Welfare Effects of British Free Trade: Debate and Evidence from the 1840s.

S-Tier
Journal: Journal of Political Economy
Year: 1988
Volume: 96
Issue: 6
Pages: 1142-64

Score contribution per author:

8.043 = (α=2.01 / 1 authors) × 4.0x S-tier

α: calibrated so average coauthorship-adjusted count equals average raw count

Abstract

Classical economists engaged in a vigorous debate over whether Britain's tariff reductions in the 1840s should be made contingent on tariff liberalization abroad. Some, notably Robert Torrens, believed that a unilateral tariff reduction would so deteriorate British terms of trade as to outweigh efficiency gains and make the country worse off. In this paper, Britain's foreign trade elasticities are estimated for this period in a simultaneous equation model. They are used in a simple general equilibrium model that explicitly takes the terms of trade into account to assess the welfare impact of tariff reductions. The results indicate that Britain would have been made worse off from a unilateral tariff reduction. However, foreign tariff reductions mitigated the terms of trade deterioration and could easily have made Britain better off. Copyright 1988 by University of Chicago Press.

● **Data lines**:
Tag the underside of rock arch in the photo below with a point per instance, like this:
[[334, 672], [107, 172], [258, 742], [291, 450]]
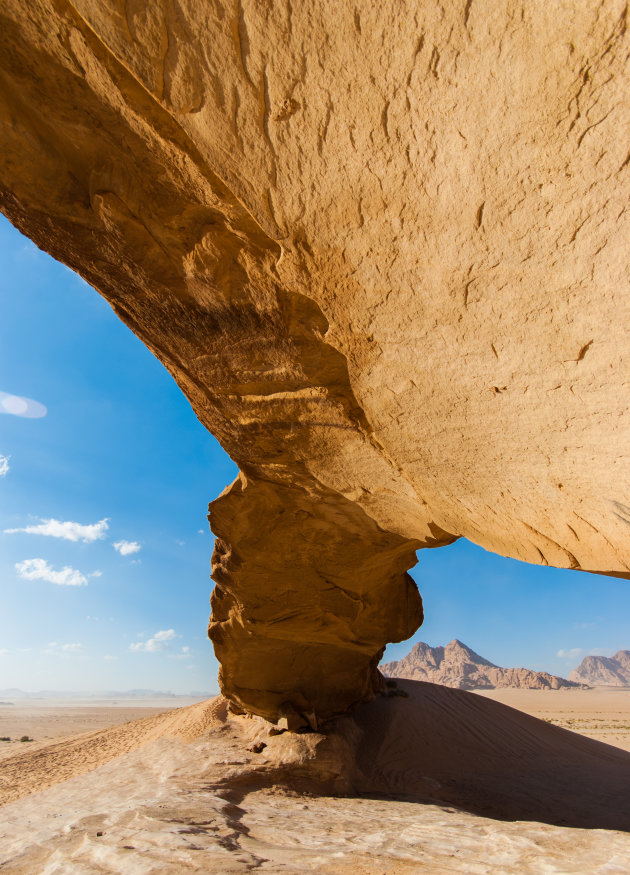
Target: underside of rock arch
[[383, 249]]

● **Exercise goal**: Rewrite the abstract from "Classical economists engaged" to "of Chicago Press.", putting "lively" in place of "vigorous".

● **Response to this task**:
Classical economists engaged in a lively debate over whether Britain's tariff reductions in the 1840s should be made contingent on tariff liberalization abroad. Some, notably Robert Torrens, believed that a unilateral tariff reduction would so deteriorate British terms of trade as to outweigh efficiency gains and make the country worse off. In this paper, Britain's foreign trade elasticities are estimated for this period in a simultaneous equation model. They are used in a simple general equilibrium model that explicitly takes the terms of trade into account to assess the welfare impact of tariff reductions. The results indicate that Britain would have been made worse off from a unilateral tariff reduction. However, foreign tariff reductions mitigated the terms of trade deterioration and could easily have made Britain better off. Copyright 1988 by University of Chicago Press.